> GOAL OF THE EXERCISE:
Report back every line below that carries the word "open".

[Data excerpts]
*****
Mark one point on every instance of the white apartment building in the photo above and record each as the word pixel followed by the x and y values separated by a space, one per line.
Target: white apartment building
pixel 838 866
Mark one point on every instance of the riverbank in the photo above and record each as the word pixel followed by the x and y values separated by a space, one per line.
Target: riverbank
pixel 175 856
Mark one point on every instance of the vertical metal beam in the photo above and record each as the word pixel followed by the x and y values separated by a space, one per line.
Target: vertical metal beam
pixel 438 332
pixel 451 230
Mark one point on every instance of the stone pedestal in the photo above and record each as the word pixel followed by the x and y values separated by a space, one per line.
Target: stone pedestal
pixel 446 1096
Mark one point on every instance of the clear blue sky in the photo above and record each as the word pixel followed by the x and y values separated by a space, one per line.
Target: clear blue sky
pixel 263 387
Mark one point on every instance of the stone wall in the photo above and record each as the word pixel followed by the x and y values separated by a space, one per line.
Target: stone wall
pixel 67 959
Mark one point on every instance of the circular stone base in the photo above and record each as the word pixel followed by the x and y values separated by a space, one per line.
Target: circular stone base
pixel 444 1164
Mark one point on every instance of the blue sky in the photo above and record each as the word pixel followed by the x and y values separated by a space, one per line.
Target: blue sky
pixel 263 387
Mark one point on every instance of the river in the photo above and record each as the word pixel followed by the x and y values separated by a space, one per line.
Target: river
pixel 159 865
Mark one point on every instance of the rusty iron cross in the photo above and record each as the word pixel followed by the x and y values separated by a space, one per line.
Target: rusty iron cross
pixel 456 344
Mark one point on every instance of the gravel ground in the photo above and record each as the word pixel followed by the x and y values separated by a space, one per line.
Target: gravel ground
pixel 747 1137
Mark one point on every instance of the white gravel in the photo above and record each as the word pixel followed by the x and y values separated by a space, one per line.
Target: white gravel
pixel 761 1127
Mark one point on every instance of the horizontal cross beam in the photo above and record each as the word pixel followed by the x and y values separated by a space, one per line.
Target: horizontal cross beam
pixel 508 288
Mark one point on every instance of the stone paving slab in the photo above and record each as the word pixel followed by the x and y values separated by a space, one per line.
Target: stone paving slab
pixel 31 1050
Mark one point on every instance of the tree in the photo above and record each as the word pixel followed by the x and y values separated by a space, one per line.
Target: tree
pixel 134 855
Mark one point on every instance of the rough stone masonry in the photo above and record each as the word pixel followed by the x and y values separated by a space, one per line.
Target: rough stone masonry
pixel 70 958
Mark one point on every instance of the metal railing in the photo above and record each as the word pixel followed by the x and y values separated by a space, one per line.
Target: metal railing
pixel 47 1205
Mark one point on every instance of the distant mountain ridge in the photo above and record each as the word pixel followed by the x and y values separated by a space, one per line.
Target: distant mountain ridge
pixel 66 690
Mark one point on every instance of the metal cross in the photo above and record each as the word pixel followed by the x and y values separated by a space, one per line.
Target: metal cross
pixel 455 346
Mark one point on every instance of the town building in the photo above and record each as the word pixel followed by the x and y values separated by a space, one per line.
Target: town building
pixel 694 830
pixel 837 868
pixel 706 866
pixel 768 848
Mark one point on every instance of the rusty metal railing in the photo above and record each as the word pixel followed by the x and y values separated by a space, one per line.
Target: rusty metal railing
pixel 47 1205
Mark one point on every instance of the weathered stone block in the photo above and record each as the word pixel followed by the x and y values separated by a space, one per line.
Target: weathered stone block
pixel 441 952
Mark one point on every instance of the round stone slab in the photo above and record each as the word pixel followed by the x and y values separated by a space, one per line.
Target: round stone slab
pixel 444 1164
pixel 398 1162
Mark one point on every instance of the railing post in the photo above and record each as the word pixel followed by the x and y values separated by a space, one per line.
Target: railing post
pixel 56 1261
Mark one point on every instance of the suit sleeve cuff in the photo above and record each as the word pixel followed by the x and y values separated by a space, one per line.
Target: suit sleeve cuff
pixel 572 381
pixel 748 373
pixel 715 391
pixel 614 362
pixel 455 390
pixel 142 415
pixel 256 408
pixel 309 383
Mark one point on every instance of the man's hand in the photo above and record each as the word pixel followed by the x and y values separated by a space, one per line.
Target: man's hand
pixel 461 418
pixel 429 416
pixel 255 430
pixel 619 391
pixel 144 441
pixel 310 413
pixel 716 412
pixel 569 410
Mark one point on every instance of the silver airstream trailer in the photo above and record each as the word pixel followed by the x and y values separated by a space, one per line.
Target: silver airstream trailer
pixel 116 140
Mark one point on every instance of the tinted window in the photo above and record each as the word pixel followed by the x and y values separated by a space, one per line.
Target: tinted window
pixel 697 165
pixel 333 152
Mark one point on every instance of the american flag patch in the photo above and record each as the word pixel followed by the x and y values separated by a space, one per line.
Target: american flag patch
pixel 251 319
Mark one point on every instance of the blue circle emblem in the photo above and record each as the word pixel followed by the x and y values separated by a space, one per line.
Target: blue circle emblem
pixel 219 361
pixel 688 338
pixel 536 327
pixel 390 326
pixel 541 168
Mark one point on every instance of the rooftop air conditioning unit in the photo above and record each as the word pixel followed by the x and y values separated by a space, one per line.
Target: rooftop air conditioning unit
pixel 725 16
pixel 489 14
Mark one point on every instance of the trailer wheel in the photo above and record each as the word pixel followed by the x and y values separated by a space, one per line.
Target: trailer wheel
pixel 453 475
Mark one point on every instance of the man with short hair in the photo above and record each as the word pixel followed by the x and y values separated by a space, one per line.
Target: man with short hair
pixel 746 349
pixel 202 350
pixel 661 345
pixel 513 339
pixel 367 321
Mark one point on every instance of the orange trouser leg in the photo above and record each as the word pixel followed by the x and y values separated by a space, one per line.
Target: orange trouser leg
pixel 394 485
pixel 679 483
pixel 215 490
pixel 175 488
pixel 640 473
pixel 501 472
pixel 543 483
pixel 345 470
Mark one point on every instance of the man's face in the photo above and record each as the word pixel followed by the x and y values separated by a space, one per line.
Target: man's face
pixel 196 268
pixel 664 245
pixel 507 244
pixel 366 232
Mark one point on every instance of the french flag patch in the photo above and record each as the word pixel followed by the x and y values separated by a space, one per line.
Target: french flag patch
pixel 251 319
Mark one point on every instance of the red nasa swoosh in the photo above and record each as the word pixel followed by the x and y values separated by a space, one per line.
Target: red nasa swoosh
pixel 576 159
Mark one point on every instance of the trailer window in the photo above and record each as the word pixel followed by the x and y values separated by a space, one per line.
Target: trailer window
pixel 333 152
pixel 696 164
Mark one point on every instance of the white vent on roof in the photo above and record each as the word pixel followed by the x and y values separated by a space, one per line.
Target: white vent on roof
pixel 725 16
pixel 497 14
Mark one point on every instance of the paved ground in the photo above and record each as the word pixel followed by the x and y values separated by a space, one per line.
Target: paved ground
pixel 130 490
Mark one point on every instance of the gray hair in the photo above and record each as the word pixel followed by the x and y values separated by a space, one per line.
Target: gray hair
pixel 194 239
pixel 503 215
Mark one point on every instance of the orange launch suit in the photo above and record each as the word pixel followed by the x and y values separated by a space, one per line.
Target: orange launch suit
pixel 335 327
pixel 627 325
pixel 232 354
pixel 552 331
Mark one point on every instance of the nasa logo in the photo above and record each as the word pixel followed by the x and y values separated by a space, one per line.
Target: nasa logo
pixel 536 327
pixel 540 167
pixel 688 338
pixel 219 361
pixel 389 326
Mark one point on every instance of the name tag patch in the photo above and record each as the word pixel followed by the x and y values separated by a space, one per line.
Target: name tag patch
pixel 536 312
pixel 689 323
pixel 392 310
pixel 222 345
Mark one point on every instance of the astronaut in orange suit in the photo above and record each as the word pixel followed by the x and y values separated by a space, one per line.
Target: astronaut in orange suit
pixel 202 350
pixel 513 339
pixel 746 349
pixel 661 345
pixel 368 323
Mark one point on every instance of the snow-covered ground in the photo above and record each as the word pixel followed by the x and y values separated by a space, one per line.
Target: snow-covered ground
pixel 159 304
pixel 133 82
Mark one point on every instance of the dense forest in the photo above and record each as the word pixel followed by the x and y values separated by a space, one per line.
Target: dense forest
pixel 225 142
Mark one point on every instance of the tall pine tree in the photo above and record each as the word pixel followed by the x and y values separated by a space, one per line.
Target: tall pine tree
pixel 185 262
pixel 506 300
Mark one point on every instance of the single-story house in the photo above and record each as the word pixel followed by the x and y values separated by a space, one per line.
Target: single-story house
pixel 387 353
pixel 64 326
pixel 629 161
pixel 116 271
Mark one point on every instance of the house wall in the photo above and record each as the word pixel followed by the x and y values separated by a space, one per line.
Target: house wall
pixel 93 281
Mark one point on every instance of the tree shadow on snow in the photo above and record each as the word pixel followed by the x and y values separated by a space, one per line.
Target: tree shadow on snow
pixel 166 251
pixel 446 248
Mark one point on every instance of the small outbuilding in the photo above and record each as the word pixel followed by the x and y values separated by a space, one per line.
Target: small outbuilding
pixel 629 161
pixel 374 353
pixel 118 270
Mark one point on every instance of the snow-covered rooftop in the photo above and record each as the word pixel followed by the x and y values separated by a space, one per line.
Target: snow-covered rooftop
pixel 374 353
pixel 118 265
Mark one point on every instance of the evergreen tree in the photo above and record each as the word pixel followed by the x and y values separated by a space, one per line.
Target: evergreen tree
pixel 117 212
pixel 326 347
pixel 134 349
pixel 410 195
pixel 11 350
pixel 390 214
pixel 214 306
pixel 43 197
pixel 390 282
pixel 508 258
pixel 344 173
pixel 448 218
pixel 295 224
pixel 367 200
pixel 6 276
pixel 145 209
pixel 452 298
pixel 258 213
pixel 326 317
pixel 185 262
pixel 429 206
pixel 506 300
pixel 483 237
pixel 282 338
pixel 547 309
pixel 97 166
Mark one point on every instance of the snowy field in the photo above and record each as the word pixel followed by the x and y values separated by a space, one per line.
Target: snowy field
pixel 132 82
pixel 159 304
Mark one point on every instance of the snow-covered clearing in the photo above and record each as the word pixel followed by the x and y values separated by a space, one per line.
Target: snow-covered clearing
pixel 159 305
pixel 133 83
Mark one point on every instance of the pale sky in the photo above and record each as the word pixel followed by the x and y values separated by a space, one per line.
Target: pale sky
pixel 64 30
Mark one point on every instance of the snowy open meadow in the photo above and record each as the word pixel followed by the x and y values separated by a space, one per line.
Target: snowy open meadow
*****
> ANSWER FOR THE TASK:
Mark one point on every instance of the snowy open meadow in the photo above and record each as the word pixel followed by the x and y values separated by a space, one per line.
Target: snowy open meadow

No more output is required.